### [To do]
1. Answer these from the emergency room account, one answer per line, marked as shown:
(a) Since what year has the writer worked at the Metropolitan Hospital Paediatric Emergency Room?
(b) What does the officer say the patient did to the officer's partner?
(c) How many years ago was the writer a junior high teacher in Oakland?
2. Reproduce the emergency room account word for word between "We bring the" and "three day observation.", inclusive.

### [Excerpt]
☆ ☆ ☆ ☆ ☆ ☆ ☆
I am working the Metropolitan Hospital Paediatric Emergency Room in Harlem where I have worked since 2008. Though I am back in NYC for only ten days, it’s a good chance for me to reconnect and to be honest, to make a little extra money. My colleagues and the second and third year medical residents whom I train and know are glad to see me. It is great to catch up and I am happy to tell each person who chances upon me about my interim in Liberia, but I am also super conscientious about telling the same old story and overplaying the experience generally. We all have our work.
Any nostalgia or embarrassment of reunion is quickly tempered by the distressed female teen. The patient is seriously agitated and not coincidentally handcuffed at her ankles and at her wrists, which have been wrested uncomfortably behind her back. “Can we take the restraints off the patient?” I ask the officer who has come in with the paramedics and patient, “I can take it from here.”
“No we cannot,” the officer replies, “She is under arrest for assaulting a police officer. She broke my partner’s leg.”
“You broke a police officer’s leg?” I say turning to the patient, “that is pretty hard to do.”
“All I wanted to do was wear my hat,” she explains. By this time she is crying, “and then the teacher calls the police and then they tackle me. It’s not fair. I want to go home. I was protecting myself. I want to be with my Mom.”
We bring the patient into the trauma room to give her some privacy. With time I convince her to submit to a basic physical exam to “clear her”, but twenty minutes later, instead of facilitating a quick discharge home, I have cleared the patient to be held in the hospital psychiatric holding pen to be further assessed by a “mental health professional”. The patient will not be returning home anytime soon. Four hours is my experience, that is, if she is not held on the fourteenth floor for a two to three day observation.
I had tried to do steer the outcome differently. Every medical person has been trained in psychiatry and I have never regarded the practice as particularly difficult: You listen. You look for pathological characteristics and behaviours. You try to come up with a solution that works for the person in the real world which often involves legal drugs. After questioning and speaking with the patient and her family, it was my conclusion that she was not a danger to herself or others and had a supportive family who could take care of her. Her predicament reminded me of two instances in my childhood: Twenty three years ago as a high school Senate President, repealing the school hat law. Eighteen years ago as an Oakland junior high teacher, my students explaining to me how they would die for respect. “What else do we have, Mr. Wang,” they said, “on the street there is nothing else.”
☆ ☆ ☆ ☆ ☆ ☆ ☆
### [Source material]
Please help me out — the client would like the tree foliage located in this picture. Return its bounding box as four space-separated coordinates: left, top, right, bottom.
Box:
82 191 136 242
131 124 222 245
☆ ☆ ☆ ☆ ☆ ☆ ☆
### [Solutions below]
1.
(a) 2008
(b) Broke the partner's leg.
(c) Eighteen years ago.

2.
We bring the patient into the trauma room to give her some privacy. With time I convince her to submit to a basic physical exam to “clear her”, but twenty minutes later, instead of facilitating a quick discharge home, I have cleared the patient to be held in the hospital psychiatric holding pen to be further assessed by a “mental health professional”. The patient will not be returning home anytime soon. Four hours is my experience, that is, if she is not held on the fourteenth floor for a two to three day observation.